--- MATERIAL PROVIDED Enclosed Below ---

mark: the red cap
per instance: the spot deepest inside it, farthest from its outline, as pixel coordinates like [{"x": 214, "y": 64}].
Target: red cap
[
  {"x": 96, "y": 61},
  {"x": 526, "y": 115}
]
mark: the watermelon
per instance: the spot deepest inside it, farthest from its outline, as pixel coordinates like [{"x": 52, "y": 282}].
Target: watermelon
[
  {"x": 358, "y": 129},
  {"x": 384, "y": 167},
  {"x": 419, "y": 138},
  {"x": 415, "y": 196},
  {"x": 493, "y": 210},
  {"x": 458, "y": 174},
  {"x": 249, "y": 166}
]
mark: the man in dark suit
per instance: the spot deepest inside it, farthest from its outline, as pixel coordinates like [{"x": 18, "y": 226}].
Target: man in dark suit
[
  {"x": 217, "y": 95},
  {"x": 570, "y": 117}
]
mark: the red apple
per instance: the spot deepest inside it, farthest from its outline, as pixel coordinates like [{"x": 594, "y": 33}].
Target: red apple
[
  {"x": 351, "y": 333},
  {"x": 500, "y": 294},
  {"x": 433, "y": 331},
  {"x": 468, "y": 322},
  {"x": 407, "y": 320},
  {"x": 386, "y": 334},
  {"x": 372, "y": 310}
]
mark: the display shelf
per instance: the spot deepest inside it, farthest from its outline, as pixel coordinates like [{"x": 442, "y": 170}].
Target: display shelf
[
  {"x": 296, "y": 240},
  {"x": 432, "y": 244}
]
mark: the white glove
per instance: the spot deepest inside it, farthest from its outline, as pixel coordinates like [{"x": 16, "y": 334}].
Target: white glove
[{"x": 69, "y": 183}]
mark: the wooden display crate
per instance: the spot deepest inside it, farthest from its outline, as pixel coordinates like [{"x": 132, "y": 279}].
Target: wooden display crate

--- End of Enclosed MATERIAL PROVIDED ---

■ **DIRECTIONS**: Please repeat the data above verbatim, all of it.

■ **EXERCISE OUTPUT**:
mark: the red cap
per instance: the spot deepest inside it, farthest from its outline, as pixel coordinates like [{"x": 214, "y": 64}].
Target: red cap
[
  {"x": 96, "y": 61},
  {"x": 526, "y": 115}
]
mark: the watermelon
per instance: the spot deepest inside it, farthest from its outline, as pixel coordinates like [{"x": 52, "y": 282}].
Target: watermelon
[
  {"x": 358, "y": 129},
  {"x": 384, "y": 167},
  {"x": 419, "y": 138},
  {"x": 415, "y": 196},
  {"x": 493, "y": 210},
  {"x": 458, "y": 174},
  {"x": 249, "y": 166}
]
mark: the man in dark suit
per instance: the spot deepest inside it, farthest from its outline, as pixel coordinates like [{"x": 18, "y": 226}].
Target: man in dark suit
[
  {"x": 217, "y": 95},
  {"x": 570, "y": 117}
]
mark: the red apple
per instance: the spot deepest inside it, farthest from its outline, as pixel coordinates like [{"x": 594, "y": 33}].
Target: red apple
[
  {"x": 351, "y": 333},
  {"x": 500, "y": 294},
  {"x": 433, "y": 331},
  {"x": 468, "y": 322},
  {"x": 407, "y": 320},
  {"x": 386, "y": 334},
  {"x": 372, "y": 310}
]
mark: the display shelf
per instance: the spot deepest inside it, farthest from its outline, as pixel coordinates like [{"x": 442, "y": 170}].
Target: display shelf
[
  {"x": 296, "y": 240},
  {"x": 432, "y": 244}
]
mark: the white glove
per instance: the spot deepest inside it, farthest from its outline, as pixel coordinates like [{"x": 16, "y": 334}].
Target: white glove
[{"x": 69, "y": 183}]
mark: the wooden display crate
per instance: the spot deepest inside it, farthest from its outline, as pixel coordinates like [{"x": 132, "y": 279}].
Target: wooden display crate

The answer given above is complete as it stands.